| Tu tarea |
En el fragmento sobre los episodios borrosos de la memoria, ¿qué nombre recibe el estado que allí se describe como terrible para nuestra memoria?

| Fragmento de origen |

##############################

Bien, para algunas personas a
quienes gusta en demasía llevar un estricto control sobre sus actos, un olvido puede
representar un peligro mortal. Lo cierto es que todos alguna vez en la vida
hemos experimentado esa sensación de tener un episodios borrosos, como si un
manto de bruma cayera sobre nuestras vivencias haciéndolas menos perceptibles
y, lo peor de todo, menos recordables.
Ahora, si de honestidad se trata,
he de reconocer que en la mayor parte de los casos estos episodios se producen a
altas horas y ¡ay! a veces propiciados por la presencia de alguna bebida
espirituosa, de mucho sueño, cansancio, una particular excitación, o todo lo
anterior junto.
Entonces es cuando caímos en ese
estado tan terrible para nuestra memoria como lo es el piloto automático. Nos deslizamos sobre la realidad como si se
tratase de sueños, con un protocolo destinado por nuestra mente para estas
ocasiones. ¡Si hasta parecemos
personas comunes y corrientes cuando andamos así!

##############################

| Datos guardados |

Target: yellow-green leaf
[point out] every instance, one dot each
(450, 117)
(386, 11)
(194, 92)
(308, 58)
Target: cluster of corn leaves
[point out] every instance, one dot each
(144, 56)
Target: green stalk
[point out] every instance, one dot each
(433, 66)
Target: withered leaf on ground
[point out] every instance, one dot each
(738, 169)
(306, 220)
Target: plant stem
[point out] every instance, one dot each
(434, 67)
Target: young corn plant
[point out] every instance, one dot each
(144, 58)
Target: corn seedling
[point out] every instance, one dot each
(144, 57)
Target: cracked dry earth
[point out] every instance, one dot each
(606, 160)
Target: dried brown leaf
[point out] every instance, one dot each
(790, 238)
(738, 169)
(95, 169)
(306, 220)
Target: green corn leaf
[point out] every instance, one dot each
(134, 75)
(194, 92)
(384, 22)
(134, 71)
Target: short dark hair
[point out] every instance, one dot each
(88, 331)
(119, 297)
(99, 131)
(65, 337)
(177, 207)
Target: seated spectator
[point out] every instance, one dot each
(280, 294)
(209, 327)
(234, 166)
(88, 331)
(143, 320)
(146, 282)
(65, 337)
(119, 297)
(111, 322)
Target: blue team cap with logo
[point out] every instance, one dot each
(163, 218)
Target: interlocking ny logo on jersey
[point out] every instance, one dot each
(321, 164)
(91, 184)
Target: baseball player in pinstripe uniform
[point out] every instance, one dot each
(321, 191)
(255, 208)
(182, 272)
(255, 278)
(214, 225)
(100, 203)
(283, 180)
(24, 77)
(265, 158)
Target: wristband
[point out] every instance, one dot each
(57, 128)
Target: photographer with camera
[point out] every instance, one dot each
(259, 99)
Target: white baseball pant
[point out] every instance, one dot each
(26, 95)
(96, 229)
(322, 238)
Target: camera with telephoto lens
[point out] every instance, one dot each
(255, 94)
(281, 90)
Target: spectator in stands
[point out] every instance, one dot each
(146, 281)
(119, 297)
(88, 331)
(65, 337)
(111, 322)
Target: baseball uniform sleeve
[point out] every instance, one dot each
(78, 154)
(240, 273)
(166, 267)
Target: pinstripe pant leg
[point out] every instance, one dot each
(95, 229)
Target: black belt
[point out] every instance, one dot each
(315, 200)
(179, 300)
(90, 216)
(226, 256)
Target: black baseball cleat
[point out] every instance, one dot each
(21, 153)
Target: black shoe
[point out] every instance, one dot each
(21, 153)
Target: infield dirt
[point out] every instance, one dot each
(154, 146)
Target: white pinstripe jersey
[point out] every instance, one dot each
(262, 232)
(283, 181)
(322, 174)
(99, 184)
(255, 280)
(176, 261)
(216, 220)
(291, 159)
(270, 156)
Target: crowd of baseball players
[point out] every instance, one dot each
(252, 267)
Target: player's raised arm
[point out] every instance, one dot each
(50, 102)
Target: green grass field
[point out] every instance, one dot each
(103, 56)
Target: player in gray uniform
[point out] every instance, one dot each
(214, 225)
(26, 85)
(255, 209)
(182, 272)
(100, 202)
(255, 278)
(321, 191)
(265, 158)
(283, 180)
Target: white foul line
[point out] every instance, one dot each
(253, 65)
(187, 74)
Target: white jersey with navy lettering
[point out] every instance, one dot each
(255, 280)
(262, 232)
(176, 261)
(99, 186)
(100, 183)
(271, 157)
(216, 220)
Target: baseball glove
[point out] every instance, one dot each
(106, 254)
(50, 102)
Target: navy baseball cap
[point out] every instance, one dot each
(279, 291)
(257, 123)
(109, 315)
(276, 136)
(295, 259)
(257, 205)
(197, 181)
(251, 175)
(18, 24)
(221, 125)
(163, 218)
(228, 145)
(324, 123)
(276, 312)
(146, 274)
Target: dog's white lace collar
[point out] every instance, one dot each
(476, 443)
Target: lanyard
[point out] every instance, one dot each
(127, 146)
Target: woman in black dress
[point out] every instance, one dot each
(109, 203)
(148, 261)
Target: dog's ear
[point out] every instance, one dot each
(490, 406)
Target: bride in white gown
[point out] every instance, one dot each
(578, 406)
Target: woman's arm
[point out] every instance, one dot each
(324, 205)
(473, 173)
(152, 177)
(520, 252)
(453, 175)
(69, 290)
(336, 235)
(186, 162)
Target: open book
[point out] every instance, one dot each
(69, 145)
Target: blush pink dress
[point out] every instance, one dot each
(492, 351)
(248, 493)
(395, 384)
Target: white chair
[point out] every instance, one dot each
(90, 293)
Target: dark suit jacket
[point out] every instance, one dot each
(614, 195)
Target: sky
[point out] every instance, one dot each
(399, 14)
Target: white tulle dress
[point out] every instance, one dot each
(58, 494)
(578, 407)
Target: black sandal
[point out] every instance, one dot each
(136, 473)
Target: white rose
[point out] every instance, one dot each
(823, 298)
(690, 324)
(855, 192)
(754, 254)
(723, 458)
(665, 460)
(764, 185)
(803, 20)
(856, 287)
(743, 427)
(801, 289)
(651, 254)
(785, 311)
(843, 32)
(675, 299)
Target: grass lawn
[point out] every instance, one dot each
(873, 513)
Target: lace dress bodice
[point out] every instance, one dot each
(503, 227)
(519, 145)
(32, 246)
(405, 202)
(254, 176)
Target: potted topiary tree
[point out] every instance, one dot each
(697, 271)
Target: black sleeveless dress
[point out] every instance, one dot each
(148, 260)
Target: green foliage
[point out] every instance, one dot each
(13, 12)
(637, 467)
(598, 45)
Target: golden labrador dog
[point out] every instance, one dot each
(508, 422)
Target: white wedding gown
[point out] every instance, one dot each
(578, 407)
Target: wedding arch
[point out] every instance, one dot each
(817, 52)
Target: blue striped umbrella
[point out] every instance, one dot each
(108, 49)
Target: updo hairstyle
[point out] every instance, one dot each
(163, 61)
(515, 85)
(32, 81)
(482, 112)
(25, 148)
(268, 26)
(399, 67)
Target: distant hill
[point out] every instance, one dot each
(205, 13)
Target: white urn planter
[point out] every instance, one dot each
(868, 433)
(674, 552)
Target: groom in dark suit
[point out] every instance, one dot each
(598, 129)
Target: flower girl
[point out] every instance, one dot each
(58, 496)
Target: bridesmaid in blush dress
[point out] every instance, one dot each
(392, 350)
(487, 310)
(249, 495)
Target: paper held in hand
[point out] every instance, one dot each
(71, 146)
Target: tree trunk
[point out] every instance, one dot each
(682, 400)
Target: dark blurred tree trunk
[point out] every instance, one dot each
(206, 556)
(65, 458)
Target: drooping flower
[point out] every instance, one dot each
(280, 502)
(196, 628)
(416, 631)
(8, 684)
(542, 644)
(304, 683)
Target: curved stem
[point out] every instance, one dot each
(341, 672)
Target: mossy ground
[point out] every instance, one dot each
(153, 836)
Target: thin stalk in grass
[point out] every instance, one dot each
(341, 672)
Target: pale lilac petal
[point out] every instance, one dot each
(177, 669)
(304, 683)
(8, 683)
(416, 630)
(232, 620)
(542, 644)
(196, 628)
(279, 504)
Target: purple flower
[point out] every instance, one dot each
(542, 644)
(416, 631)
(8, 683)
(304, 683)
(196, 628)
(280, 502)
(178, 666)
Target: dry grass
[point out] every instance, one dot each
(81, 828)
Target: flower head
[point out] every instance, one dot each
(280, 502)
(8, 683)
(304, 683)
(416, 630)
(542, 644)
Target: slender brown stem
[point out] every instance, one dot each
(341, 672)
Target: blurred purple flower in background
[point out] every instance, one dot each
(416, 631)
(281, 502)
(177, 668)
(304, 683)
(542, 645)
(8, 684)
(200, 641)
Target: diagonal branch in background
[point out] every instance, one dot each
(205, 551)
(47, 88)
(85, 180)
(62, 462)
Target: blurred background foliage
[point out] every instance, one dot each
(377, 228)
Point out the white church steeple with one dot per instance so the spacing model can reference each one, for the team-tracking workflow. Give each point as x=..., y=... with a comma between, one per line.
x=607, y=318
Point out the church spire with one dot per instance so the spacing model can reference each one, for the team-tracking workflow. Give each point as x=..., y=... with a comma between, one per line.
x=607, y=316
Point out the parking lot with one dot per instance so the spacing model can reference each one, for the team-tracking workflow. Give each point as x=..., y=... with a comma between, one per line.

##############################

| Resultado de la tarea |
El piloto automático.